* Texte extrait:
________________________________________

Alors enfant dans une famille modeste au quartier Petit Danané à Danané, la maladie frappe Ounkato Ruffin dit Minto et le laisse très handicapé des pieds. Dans l’incapacité de se tenir sur ses pieds, ce jeune homme de la trentaine, doit ses déplacements à ses paumes de mains et genoux devenus rugueux pour la circonstance. « J’ai connu une enfant pénible. Quand j’ai eu la maladie (poliomyélite) j’avais constamment les mauvais regards des gens sur moi. Jamais, je n’ai eu droit à des faveurs de mon entourage», a-t-il indiqué en nous recevant au seuil de sa boutique très fréquentée par une frange de la population du quartier Petit Danané.
Ounkato Ruffin dit Minto, un exemple de courage pour la jeunesse
Cela ne l’empêche pas de mener des activités génératrices de revenus. Même si son commerce est florissant, l’homme dit continuer avec son premier amour : la cordonnerie. « Le métier de cordonnier m’a beaucoup appris et m’a surtout permis d’avoir une autonomie financière. Car, à la vérité, aucun parent ne m’a aidé. J’ai toujours oeuvré seul. Sans soutien. Cela bien avant la guerre de 2002 en Côte d’Ivoire. Lorsque la crise a éclaté, mes parents ont fui, m’abandonnant à la merci des rebelles dans cette ville de Danané. J’étais confronté à la faim et aux incessants coups de fils. Mais Dieu étant amour, j’ai eu la vie sauve», a-t-il confié avant d’ajouter le manque d’altruisme à son égard :
« A Danané, on aide souvent ceux qui n’en valent pas la peine. Avant la guerre, un groupe de jeunes handicapés ont reçu des moyens importants. Qu’ont-ils fait de ces fonds ? Rien de bon. J’étais là. Sans jamais avoir été associé, j’ai continué avec la coordonnerie. Petit à petit, j’ai fait des économies et ouvert ma petite boutique à partir des friandises. Puis les articles de première nécessité. Ma condition ne m’a jamais freiné dans mon élan. Depuis 2009, je me suis lancé dans des affaires. J’achète des produits alimentaires de Danané que je pars vendre à San-Pedro. Au retour, je reviens avec des articles pour ma boutique», a-t-il dit.

________________________________________

Prolongez le portrait d'Ounkato Ruffin dit Minto à la suite de sa dernière phrase. Les données n'ont aucun lien avec le portrait d'Ounkato Ruffin dit Minto.

* Données fournies:
________________________________________

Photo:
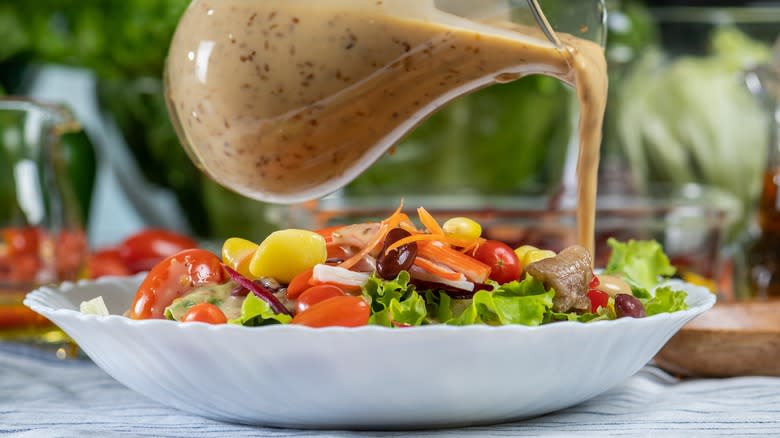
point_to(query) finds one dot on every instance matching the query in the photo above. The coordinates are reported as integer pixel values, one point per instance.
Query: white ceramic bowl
(358, 378)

________________________________________

* Réponse:
Une débrouillardise qui a fini par payer. Aujourd’hui, celui qui traînait à quatre pattes, s’est acheté une belle monture pour ses déplacements. Une moto pour handicapé qui lui a coûté au total 620.000 FCfa. « Cet engin m’a pris toutes mes économies. Mais je m’en réjouis fortement. Mes déplacements seront désormais aisés», se réjouit-il.
A l’endroit de ses pairs souffrant d’handicap, Ounkato Ruffin leur demande de marcher dans ses pas, se forger du destin en ne comptant que sur leurs propres potentialités. « La vie est certes injuste par moments, mais elle demeure un long passage chez tout être humain. A ce titre, il convient de vivre sa vie pleinement même avec un handicap qui pour moi, n’est pas une souillure. »
Ounkato Ruffin dit avoir de beaux rêves pour son avenir : avoir un grand atelier de cordonnerie équipé et spacieux pour mieux se mettre au service de sa communauté par exemple. A quelques mois des prochaines municipales, le jeune commerçant prie pour la paix et la stabilité dans sa ville. « Que nos acteurs politiques aient pitié de nous autres qui ne pouvons pas courir. C’est dans la paix qu’on aura de quoi nourrir nos familles», a-t-il exhorté.